-- RECORD LIST start --

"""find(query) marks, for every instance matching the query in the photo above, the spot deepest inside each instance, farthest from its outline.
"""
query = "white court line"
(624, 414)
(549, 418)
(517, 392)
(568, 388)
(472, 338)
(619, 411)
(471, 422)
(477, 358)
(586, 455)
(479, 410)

-- RECORD LIST end --

• WHAT THE EXERCISE ASKS:
Render every line of the listing above as a JSON list of strings, one string per line, with blank lines omitted.

• EXERCISE OUTPUT:
[
  "\"\"\"find(query) marks, for every instance matching the query in the photo above, the spot deepest inside each instance, farthest from its outline.",
  "\"\"\"",
  "query = \"white court line\"",
  "(624, 414)",
  "(549, 418)",
  "(517, 392)",
  "(568, 388)",
  "(472, 338)",
  "(619, 411)",
  "(471, 422)",
  "(477, 358)",
  "(586, 455)",
  "(479, 410)"
]